Quote the items from the line with "Please annotate the valley" up to and including the line with "<point>98,302</point>", keeping every line unchanged.
_ _ _ _
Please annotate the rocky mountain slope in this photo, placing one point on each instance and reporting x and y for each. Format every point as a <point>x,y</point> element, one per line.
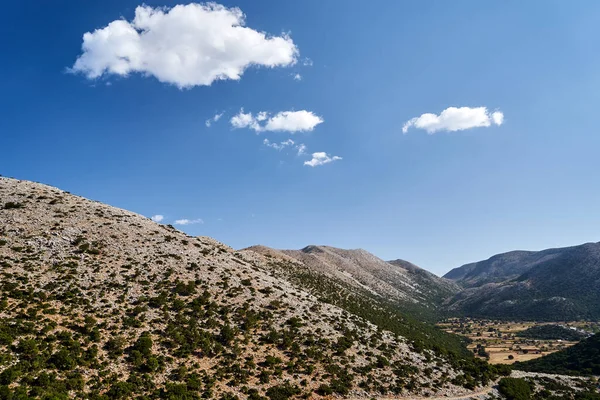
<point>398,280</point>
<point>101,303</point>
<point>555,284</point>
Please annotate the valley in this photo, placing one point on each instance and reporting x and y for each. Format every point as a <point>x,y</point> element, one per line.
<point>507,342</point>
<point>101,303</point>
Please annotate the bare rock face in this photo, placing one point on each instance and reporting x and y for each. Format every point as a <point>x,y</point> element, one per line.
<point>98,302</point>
_ _ _ _
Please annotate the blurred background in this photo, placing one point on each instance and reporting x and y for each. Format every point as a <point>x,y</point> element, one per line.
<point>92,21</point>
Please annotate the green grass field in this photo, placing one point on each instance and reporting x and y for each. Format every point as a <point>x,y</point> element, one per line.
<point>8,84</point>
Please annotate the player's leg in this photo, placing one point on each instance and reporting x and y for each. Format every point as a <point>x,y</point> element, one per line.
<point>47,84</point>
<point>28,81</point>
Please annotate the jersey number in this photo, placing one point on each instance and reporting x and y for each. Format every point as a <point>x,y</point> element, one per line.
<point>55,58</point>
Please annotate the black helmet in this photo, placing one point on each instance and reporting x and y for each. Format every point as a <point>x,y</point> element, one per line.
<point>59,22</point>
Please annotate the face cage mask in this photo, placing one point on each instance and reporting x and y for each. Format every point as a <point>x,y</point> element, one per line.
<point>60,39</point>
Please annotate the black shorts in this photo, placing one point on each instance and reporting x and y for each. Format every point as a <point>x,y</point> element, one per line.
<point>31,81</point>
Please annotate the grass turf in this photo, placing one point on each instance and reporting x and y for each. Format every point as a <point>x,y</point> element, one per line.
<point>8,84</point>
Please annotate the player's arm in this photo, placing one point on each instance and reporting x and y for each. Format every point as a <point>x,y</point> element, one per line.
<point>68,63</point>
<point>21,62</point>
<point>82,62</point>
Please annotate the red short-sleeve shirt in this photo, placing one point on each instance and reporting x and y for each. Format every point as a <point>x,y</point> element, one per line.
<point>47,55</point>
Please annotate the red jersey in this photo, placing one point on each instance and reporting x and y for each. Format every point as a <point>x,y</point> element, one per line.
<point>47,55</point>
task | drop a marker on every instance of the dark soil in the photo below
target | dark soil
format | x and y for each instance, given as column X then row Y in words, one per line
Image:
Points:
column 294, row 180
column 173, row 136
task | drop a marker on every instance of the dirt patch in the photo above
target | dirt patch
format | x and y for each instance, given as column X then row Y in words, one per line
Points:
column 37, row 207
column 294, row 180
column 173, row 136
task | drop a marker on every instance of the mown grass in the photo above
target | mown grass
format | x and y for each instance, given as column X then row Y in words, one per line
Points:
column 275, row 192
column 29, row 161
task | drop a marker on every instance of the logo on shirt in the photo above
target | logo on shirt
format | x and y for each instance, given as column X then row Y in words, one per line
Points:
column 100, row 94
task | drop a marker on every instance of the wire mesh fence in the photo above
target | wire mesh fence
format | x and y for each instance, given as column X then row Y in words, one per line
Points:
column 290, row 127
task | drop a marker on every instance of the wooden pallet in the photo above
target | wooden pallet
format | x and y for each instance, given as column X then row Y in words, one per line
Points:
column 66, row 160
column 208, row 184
_ _ _ _
Exercise solution >>
Please annotate the valley in this photo, placing one point on each instance and reporting x and y for each. Format every point as a <point>x,y</point> element, one per line.
<point>507,342</point>
<point>101,303</point>
Please annotate the bare rock face in this photo, placing one point on each instance and reporting x and y for each. Format every point as a <point>x,y</point> element, one per line.
<point>98,302</point>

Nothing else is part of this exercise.